Each record needs to be retyped exactly, though its pictures should not appear.
════
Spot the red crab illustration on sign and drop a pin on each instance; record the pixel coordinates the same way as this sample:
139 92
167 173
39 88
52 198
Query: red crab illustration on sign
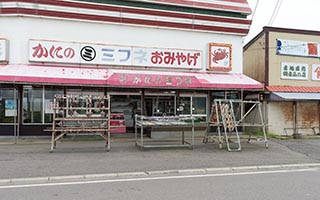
220 57
219 54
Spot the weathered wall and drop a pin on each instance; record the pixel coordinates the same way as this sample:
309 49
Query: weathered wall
254 60
281 116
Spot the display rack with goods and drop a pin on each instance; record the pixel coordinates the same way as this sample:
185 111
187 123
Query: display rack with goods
76 114
176 122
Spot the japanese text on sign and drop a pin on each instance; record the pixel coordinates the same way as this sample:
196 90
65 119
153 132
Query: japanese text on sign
294 71
62 52
297 48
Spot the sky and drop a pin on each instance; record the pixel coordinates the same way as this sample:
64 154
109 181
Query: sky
297 14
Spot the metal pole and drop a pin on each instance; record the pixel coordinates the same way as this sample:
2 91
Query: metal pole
15 114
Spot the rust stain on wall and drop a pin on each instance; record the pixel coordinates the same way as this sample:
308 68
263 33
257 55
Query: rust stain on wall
308 114
287 111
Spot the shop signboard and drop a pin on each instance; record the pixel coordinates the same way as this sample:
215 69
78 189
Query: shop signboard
3 50
316 72
297 48
104 54
297 71
220 57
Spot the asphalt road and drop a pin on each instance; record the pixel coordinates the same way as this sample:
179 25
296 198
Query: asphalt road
28 160
271 184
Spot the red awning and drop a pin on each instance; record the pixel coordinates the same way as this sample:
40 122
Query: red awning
124 78
302 89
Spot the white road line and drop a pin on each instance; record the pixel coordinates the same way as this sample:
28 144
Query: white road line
155 178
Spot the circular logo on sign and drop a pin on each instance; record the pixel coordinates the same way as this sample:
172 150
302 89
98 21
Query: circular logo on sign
88 53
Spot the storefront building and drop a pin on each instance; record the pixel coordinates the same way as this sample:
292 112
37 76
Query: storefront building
287 61
152 58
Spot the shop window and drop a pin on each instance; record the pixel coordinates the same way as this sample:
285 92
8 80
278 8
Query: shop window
197 109
8 104
128 105
32 106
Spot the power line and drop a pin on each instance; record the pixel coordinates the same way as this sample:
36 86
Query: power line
275 12
255 9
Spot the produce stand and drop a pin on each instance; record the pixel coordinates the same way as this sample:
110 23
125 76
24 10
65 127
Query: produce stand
80 114
164 122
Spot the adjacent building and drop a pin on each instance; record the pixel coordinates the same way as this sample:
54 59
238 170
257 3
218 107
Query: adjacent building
287 62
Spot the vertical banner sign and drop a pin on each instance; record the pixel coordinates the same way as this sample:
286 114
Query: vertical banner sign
10 108
297 71
220 57
4 50
297 48
316 72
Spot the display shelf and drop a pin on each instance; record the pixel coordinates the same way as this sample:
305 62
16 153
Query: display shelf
117 123
178 122
80 114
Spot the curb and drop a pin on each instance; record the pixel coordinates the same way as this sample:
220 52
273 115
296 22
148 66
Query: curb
154 173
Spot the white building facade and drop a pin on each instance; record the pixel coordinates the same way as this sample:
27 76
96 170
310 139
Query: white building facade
150 55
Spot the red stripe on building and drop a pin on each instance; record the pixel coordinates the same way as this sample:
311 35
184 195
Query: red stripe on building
123 20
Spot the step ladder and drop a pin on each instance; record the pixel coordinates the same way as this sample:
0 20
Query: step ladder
229 123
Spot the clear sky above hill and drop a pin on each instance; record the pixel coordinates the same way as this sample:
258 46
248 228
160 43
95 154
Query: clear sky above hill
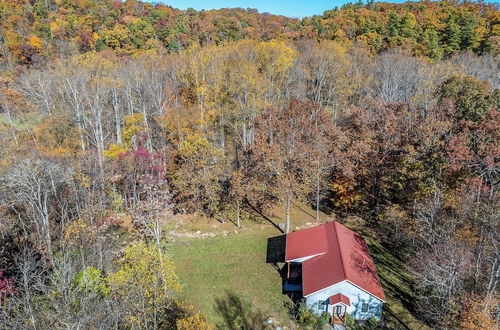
291 8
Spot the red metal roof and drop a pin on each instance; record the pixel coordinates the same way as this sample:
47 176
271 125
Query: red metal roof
340 298
343 255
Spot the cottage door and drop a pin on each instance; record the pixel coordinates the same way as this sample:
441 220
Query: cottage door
339 310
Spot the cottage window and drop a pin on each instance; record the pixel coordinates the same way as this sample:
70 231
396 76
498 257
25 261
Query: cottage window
364 308
322 305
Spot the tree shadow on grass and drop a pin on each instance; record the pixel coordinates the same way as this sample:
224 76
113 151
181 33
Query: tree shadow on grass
238 314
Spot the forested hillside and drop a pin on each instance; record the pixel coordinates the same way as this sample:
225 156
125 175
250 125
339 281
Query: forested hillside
38 30
116 119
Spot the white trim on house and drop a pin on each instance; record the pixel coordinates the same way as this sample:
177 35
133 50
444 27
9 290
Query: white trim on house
357 286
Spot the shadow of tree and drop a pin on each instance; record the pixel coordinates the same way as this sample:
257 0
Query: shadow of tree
237 314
════
▸ YOUR SOLUTION:
Spot the red crab illustration on sign and drop a pin on each instance; record the pixel coordinates the same way as this sample:
139 92
167 173
39 88
52 198
Query: red crab illustration on sign
220 57
219 54
Spot the weathered wall and drop a pin on each instance; record the pixel coordinates the same way as this sample:
309 49
Query: weathered wall
254 60
281 116
Spot the display rack with goods and drop a pin on each instance; record the pixel coordinates the same way as this sample:
185 111
187 123
Query: display rack with goods
76 114
176 122
Spot the japanese text on sign and drop a pin on each instance; record the pixel coordinates the same way as this sample:
196 90
65 119
153 132
Query: japanese text on sign
294 71
62 52
297 48
Spot the sky and drop a pin on each instance; record the pixel coordinates the same way as this sample:
64 154
109 181
Query: sky
297 14
Spot the metal pole and drop a pin on each instance; record the pixel coordinates the same way as this sample:
2 91
Query: metal pole
15 114
Spot the rust stain on wall and drop a pin on each instance; record the pixel coordinates the same way as this sample:
308 68
263 33
257 55
Query: rust stain on wall
308 114
287 111
Spot the shop signboard and drop a pin on each instance; record the pixel coordinates the same way as this sample:
215 69
78 189
Query: shop signboard
3 50
316 72
297 48
104 54
297 71
220 57
Spot the asphalt road and drop a pin on each instance; record the pixel coordinates the same way as this sample:
179 25
296 198
Query: asphalt road
28 160
271 184
Spot the red awning and drop a pin on each instance; record the pixel coordinates the same way as this sample:
40 122
Query: red awning
124 78
302 89
Spot the white road line and drop a pin on each instance; record the pixel coordinates the same way as this sample:
28 144
Query: white road line
155 178
Spot the circular logo on sign and drop a pin on each instance; record the pixel coordinates the same way as this sample:
172 150
302 89
98 21
Query: circular logo on sign
88 53
Spot the storefront building and drop a pin on each instance; record the pixel coordinates the same way as this sample:
292 112
37 76
Query: storefront building
287 61
152 58
Spot the shop window and drop a pin on each instance; record the pixel coordinates the same way as this sample:
285 92
8 80
278 8
Query: shop window
197 109
8 104
128 105
32 106
Spot the power line and drop a pin on each instance; record the pixel coordinates the same way as this sample:
36 86
Query: power line
275 12
255 9
Spot the produce stand and drop a pin on each instance; record the pixel coordinates the same way as this sample:
110 23
125 76
24 10
65 127
Query: produce stand
80 114
164 122
Spot the adjacent building and drop a pin on each instance; record the pixel coordinates the same way as this sample:
54 59
238 170
257 3
218 107
Query: adjacent building
287 62
Spot the vertical banner sign and drop a pin on each instance; record the pixel coordinates the same way as this sample:
286 114
Query: vertical banner sign
10 108
297 71
220 57
4 50
297 48
316 72
Spot the display shelf and drop a pin on each instance; record the pixel coordinates the same way as this sample:
305 62
16 153
Query: display shelf
117 123
178 122
80 114
Spot the curb and drop a pin on each instance; record the pixel coordinates the same way as this sample:
220 52
273 115
296 22
148 66
Query: curb
154 173
Spot the white building facade and drop a pin on each instance; record the pixel coordinates the same way as this sample:
27 76
96 170
310 139
Query: white building facade
150 55
Spot the red stripe on building and drop a pin on each instance; record the pixel coordinates the same way as this sample:
311 35
184 195
Query: red stripe on building
123 20
Spot the step ladder and drop a pin on each instance; record the pixel coordinates the same way as this sample:
0 20
Query: step ladder
229 123
Spot the clear sky above hill and drop a pin on each instance; record the pixel coordinates the same way as this sample:
258 46
248 228
160 43
95 154
Query: clear sky above hill
291 8
Spot the red metal roof and drop a pin on each instance; record the pixel coordinates the same way as this sample:
47 176
271 125
Query: red metal roof
340 298
343 255
Spot the cottage door and drop a pin on each instance; record the pixel coordinates the same way as this sample:
441 220
Query: cottage door
339 310
Spot the cottage window and drop a pin on each instance; record the pixel coordinates the same way as this sample:
70 231
396 76
498 257
25 261
Query: cottage window
364 308
322 305
Spot the tree shadow on grass and drop a pin on each instance; record the pixel coordinates the same way as this sample:
224 76
113 151
181 33
Query: tree shadow on grass
238 314
Spot the forested hillside and drop a pin on each instance; record the pixel coordinates the same way as this sample:
225 156
125 175
250 125
339 281
Query: forested hillside
38 30
116 119
Spot the white trim on house and drop a pin on each instance; record the pixel coordinates the same way as this sample:
177 35
133 50
444 27
9 290
Query: white trim on house
357 286
Spot the shadow of tree and drop a pin on each instance; record the pixel coordinates the same way as this sample:
257 0
Query: shadow of tree
237 314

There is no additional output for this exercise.